___ Records supplied

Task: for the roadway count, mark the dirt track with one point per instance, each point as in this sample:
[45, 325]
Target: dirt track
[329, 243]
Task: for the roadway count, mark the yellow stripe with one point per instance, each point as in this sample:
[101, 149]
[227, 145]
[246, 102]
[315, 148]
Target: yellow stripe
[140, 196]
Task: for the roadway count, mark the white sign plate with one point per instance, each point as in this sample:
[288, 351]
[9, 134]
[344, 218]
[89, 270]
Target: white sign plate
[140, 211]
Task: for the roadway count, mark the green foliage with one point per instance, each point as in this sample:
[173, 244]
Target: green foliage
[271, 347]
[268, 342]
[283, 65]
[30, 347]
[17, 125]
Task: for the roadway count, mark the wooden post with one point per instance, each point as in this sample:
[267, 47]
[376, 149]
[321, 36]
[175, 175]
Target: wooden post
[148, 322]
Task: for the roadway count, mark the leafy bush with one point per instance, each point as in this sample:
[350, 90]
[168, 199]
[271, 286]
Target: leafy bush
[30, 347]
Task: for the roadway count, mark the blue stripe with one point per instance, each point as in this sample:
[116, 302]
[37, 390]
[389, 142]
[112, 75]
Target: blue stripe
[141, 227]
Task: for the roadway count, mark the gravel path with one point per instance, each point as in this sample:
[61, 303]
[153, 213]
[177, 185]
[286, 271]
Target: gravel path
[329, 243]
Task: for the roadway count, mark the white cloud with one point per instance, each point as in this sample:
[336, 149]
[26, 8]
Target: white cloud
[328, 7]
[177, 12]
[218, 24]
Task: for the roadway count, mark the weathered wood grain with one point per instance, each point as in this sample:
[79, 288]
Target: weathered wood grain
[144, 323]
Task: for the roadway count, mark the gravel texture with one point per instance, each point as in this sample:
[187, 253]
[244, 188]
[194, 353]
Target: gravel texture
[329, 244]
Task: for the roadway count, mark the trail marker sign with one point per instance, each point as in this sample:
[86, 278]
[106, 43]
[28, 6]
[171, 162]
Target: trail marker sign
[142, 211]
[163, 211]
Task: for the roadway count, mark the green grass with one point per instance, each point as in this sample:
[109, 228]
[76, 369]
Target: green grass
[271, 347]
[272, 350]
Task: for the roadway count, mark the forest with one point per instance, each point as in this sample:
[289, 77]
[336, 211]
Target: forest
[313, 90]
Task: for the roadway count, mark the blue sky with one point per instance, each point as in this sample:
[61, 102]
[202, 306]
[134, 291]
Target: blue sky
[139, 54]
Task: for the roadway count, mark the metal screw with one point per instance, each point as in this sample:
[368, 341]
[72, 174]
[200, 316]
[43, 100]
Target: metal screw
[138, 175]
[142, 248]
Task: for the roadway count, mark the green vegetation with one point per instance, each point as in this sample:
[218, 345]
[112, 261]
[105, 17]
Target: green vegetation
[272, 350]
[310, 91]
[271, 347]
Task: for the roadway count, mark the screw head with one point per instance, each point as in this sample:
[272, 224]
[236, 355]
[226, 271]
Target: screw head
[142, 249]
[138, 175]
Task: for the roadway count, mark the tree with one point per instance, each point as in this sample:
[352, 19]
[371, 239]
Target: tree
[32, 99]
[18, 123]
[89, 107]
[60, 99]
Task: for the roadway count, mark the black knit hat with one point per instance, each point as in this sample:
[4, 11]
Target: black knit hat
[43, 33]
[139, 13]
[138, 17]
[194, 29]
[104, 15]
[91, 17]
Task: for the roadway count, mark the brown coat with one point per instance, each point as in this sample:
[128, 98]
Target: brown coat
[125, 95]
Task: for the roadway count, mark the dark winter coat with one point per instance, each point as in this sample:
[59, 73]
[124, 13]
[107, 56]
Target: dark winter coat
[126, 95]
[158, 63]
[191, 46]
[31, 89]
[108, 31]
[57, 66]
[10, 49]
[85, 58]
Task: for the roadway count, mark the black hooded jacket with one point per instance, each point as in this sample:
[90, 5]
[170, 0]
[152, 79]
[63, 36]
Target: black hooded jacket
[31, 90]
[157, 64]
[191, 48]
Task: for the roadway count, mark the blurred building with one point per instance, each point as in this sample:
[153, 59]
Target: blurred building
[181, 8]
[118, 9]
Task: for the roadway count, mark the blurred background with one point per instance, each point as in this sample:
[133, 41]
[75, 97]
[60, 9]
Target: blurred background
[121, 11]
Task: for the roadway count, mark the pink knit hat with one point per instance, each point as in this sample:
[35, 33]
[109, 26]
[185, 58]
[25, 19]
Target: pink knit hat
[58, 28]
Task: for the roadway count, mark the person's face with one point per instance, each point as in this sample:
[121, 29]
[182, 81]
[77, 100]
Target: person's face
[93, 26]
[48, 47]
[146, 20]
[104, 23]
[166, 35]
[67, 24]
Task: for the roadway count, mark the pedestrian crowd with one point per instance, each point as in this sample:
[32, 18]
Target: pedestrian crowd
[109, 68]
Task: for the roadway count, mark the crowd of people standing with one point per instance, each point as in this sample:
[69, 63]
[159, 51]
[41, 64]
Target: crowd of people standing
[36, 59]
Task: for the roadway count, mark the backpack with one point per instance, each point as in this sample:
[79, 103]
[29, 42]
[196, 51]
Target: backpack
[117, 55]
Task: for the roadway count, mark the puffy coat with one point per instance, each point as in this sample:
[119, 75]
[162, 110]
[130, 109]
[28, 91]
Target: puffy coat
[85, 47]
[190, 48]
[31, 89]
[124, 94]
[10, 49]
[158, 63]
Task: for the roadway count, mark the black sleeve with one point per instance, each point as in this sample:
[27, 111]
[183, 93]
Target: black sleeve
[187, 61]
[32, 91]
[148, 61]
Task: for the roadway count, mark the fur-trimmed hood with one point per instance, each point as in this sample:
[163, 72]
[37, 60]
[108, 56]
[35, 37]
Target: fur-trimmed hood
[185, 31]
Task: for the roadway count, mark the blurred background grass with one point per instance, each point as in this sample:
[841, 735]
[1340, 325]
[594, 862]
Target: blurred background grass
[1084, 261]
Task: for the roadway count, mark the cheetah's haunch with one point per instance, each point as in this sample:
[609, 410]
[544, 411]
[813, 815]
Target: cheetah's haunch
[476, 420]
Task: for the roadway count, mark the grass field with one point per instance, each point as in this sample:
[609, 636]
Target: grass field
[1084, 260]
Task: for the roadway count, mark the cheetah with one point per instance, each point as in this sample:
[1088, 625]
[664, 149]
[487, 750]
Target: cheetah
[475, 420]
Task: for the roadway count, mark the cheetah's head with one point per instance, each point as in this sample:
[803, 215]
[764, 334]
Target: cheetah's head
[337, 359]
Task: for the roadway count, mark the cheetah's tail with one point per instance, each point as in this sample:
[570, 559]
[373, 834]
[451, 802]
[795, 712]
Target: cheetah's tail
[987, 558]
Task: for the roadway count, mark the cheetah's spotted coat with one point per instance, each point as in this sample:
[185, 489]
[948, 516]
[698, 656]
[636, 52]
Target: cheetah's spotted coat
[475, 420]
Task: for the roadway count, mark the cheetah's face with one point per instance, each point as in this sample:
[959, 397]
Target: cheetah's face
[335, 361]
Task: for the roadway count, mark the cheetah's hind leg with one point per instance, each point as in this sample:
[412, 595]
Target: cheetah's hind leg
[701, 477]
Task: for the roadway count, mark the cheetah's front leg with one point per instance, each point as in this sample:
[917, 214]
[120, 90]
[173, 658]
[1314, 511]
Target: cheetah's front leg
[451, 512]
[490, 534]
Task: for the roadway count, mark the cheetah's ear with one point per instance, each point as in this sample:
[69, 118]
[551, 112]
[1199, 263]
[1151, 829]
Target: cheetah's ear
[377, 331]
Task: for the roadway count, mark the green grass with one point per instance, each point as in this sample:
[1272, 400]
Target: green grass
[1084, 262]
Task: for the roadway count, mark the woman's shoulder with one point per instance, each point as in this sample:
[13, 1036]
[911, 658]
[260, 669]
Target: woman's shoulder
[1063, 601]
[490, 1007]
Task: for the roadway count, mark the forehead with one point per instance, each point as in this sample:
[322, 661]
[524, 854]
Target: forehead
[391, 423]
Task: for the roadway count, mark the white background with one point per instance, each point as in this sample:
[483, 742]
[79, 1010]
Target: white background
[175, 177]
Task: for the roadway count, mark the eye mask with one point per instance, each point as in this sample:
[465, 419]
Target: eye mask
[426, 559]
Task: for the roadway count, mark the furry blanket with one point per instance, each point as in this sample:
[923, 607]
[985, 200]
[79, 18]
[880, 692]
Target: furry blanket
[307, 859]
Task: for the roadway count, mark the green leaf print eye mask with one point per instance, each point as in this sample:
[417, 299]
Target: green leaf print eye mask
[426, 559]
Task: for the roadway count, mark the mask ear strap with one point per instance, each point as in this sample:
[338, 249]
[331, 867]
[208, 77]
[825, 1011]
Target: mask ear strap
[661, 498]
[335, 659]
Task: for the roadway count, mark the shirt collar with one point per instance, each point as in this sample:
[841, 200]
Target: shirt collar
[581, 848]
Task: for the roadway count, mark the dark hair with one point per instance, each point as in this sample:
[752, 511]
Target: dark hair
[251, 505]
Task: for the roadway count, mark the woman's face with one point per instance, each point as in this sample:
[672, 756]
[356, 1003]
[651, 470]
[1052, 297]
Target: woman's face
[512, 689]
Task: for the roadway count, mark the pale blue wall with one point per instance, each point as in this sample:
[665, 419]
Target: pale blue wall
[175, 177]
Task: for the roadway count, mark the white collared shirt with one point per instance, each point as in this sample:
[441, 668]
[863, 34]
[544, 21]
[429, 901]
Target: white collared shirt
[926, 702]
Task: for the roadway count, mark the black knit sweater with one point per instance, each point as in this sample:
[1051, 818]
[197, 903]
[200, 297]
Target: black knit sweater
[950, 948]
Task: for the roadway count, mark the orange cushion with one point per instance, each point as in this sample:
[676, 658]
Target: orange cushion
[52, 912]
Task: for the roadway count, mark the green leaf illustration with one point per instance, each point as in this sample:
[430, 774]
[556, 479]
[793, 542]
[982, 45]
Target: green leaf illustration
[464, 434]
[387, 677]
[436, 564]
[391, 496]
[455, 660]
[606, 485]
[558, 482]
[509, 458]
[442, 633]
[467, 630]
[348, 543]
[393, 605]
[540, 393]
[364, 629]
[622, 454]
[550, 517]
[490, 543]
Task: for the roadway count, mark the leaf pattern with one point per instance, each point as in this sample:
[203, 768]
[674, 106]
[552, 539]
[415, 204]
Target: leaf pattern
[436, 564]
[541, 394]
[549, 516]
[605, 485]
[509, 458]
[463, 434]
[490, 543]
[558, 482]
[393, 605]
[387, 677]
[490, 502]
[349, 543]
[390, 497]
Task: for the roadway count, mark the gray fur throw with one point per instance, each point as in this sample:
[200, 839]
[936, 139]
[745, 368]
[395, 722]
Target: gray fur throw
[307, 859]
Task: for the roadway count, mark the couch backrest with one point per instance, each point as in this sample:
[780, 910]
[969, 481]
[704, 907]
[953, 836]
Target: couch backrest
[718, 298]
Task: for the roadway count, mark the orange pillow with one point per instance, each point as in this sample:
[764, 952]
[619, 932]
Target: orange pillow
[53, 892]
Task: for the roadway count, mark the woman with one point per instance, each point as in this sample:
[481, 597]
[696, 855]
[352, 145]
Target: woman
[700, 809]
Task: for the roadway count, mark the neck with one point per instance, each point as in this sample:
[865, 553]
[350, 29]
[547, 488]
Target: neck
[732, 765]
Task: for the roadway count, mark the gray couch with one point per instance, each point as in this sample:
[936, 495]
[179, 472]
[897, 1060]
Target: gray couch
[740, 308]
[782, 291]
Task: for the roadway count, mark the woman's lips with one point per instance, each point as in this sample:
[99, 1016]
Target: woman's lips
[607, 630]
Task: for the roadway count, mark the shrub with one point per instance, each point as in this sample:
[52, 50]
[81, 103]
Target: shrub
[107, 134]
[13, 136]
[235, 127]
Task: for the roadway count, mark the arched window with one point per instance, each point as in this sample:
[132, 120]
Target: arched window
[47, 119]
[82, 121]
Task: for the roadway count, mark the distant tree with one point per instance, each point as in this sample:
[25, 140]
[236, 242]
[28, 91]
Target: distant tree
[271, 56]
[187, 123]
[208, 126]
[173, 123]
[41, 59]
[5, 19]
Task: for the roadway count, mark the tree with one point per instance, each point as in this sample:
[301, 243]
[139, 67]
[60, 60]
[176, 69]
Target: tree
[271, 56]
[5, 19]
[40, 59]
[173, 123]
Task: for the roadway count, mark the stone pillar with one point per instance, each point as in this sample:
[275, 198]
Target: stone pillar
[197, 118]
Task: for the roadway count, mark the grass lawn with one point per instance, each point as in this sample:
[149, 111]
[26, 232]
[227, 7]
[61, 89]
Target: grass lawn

______

## Work item
Scan the records above for lines with the word "lawn". Then report how many there are, as a bare number.

## Your response
2